STATED PROBLEM: Please reproduce the items below, swapping "instance" for "occurrence" everywhere and keeping everything else unchanged.

========================================================================

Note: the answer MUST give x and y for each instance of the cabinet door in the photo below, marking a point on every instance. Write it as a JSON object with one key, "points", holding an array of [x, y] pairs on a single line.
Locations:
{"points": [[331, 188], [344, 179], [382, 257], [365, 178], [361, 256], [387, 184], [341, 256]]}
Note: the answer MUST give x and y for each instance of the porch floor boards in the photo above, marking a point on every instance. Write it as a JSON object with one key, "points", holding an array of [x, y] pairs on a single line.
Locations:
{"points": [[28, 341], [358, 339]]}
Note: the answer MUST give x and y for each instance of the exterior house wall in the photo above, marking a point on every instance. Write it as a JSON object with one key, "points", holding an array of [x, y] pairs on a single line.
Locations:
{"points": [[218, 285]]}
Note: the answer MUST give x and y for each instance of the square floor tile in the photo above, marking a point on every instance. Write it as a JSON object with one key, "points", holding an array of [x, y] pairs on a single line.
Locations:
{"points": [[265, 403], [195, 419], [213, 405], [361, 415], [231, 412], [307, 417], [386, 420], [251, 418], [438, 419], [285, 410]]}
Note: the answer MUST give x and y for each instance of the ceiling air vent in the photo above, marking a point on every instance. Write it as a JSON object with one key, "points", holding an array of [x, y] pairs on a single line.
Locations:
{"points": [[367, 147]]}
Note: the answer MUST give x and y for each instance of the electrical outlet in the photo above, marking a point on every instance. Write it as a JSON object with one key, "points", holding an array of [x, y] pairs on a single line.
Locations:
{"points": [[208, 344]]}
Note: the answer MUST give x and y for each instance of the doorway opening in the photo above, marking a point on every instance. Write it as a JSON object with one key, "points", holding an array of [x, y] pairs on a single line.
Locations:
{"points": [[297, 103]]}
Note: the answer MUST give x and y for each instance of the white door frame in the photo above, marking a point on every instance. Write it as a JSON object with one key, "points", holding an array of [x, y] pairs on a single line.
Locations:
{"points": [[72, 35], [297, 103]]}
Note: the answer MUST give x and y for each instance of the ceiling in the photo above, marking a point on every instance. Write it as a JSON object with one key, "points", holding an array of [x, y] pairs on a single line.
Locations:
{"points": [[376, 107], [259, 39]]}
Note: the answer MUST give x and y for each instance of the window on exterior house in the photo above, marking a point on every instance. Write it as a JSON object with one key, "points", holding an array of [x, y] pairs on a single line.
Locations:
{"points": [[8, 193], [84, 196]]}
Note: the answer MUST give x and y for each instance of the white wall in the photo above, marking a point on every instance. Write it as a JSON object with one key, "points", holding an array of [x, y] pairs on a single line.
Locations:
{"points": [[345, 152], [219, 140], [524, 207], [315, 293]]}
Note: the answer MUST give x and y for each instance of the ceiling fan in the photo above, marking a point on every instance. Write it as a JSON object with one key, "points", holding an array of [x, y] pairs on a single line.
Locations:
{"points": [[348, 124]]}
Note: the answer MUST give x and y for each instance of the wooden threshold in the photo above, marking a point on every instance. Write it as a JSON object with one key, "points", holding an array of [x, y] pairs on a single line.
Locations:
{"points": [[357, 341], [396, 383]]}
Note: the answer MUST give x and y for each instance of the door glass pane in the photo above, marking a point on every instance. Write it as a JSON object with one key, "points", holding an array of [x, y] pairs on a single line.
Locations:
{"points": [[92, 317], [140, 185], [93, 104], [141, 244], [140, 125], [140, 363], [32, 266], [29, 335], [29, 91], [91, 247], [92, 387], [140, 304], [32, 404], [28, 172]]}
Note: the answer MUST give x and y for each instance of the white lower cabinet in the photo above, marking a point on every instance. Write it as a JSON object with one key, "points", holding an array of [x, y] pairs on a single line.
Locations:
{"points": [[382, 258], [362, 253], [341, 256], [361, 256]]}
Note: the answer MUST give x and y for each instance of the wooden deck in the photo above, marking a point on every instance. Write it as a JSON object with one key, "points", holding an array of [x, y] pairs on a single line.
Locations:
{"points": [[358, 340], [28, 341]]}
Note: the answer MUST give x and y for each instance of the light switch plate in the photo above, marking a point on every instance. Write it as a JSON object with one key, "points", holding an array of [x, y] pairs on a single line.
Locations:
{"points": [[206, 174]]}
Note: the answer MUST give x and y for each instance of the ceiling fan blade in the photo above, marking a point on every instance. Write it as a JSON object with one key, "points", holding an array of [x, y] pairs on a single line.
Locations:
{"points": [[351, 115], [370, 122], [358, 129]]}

========================================================================

EXPECTED ANSWER:
Note: the answer MUST give x and y for each occurrence of the cabinet door in the photo below, marking a point on every occurrence. Write it as a JSON object with one key, "points", holding an array of [x, y] pairs on a single line.
Locations:
{"points": [[331, 188], [344, 179], [382, 257], [365, 178], [361, 256], [387, 184], [341, 256]]}
Note: the answer MUST give x and y for each occurrence of the porch floor boards in the photo above, marking a point on every occurrence. Write it as a JSON object with one key, "points", holding an array of [x, y] pairs on a single line.
Locations:
{"points": [[28, 341], [358, 339]]}
Note: the answer MUST give x and y for each occurrence of the exterior house wall in the photo above, marking a point on every occurrence. Write it as a JSON object with one key, "points", holding an array of [x, y] pairs on a single line.
Locations:
{"points": [[218, 285]]}
Note: the answer MUST give x and y for each occurrence of the square floor tile in the photo above, marking a point on every occurrence. Write it as a JSON object with one key, "points", holding an array of [x, y] pairs on a single line.
Locations:
{"points": [[265, 403], [195, 419], [213, 405], [361, 415], [231, 412], [307, 417], [386, 420], [251, 418], [438, 419], [285, 410]]}
Note: the answer MUST give x and y for each occurrence of the ceiling air vent in the photo above, marking a point on every occurrence. Write it as a JSON object with one key, "points", holding an array of [x, y] pairs on a single line.
Locations:
{"points": [[367, 147]]}
Note: the answer MUST give x and y for each occurrence of the electrical outlet in the photo above, marking a point on every occurrence. Write it as a JSON object with one key, "points", holding an array of [x, y] pairs on a single line.
Locations:
{"points": [[208, 344]]}
Note: the answer MUST give x and y for each occurrence of the doorway opening in the photo above, marking a point on every occurrence. Write it as a JSON object with one key, "points", holding an array of [x, y] pairs on a single line.
Locations:
{"points": [[297, 103]]}
Note: the answer MUST give x and y for each occurrence of the white door frame in the photo above, marking a point on every occurrence. Write it as a JSON object with one key, "points", holding an array of [x, y] pairs on a single line.
Locations:
{"points": [[72, 35], [297, 103]]}
Note: the answer MUST give x and y for each occurrence of the ceiling in the photo above, marking a point on every occurrence. Write it as a JSON object with one key, "points", holding an array of [x, y] pairs on a single line.
Locations:
{"points": [[376, 107], [259, 39]]}
Note: the answer MUST give x and y for each occurrence of the window on exterior house in the photo above, marking a point on every occurrence. Write it as a JSON object with one key, "points", holding an array of [x, y] pairs on a single line.
Locations:
{"points": [[8, 193], [84, 196]]}
Note: the answer MUST give x and y for each occurrence of the white wall in the photo above, marking a point on every occurrence. Write it as a JSON object with one key, "points", holding an array of [x, y] pairs on a single line.
Locations:
{"points": [[345, 152], [219, 140], [524, 207], [315, 293]]}
Note: the answer MUST give x and y for each occurrence of the ceiling fan in the photo above, marking a point on every occurrence. Write it as a JSON object with one key, "points", holding an array of [x, y] pairs on a single line.
Locations:
{"points": [[348, 124]]}
Note: the answer MUST give x and y for each occurrence of the wooden threshold in the photo above, marking a point on every occurrence. Write it as a JSON object with one key, "points", holding an array of [x, y] pairs on a single line.
Locations:
{"points": [[357, 341], [396, 383]]}
Note: the answer MUST give x and y for each occurrence of the door glass pane in the photo above, marking a point on every occurrence. Write it as a JSON object with one key, "points", holding an array of [x, y] pairs on a single line.
Locations:
{"points": [[92, 317], [140, 185], [93, 104], [141, 244], [140, 125], [140, 363], [32, 266], [29, 335], [29, 91], [91, 247], [92, 387], [140, 304], [32, 404], [28, 172]]}
Note: the answer MUST give x and y for each occurrence of the white lower cabinet in the photo above, marking a point on every occurrence. Write it as a JSON object with one key, "points", holding an array of [x, y] pairs on a single line.
Locations:
{"points": [[382, 258], [362, 253], [341, 256], [361, 256]]}
Note: the answer MUST give x and y for each occurrence of the wooden deck in the photo above, marking a point on every occurrence. Write it as a JSON object with one key, "points", holding an array of [x, y] pairs on a single line.
Locations:
{"points": [[358, 340], [28, 341]]}
Note: the answer MUST give x and y for each occurrence of the light switch plate in the photo above, marking a point on every occurrence. Write it as a JSON object with one key, "points", holding an array of [x, y] pairs on a single line.
Locations:
{"points": [[206, 174]]}
Note: the answer MUST give x and y for each occurrence of the ceiling fan blade in the photo above, marking a point on every occurrence. Write it as a JSON object with one key, "points", holding an array of [x, y] pairs on a single line.
Locations:
{"points": [[351, 115], [370, 122], [358, 129]]}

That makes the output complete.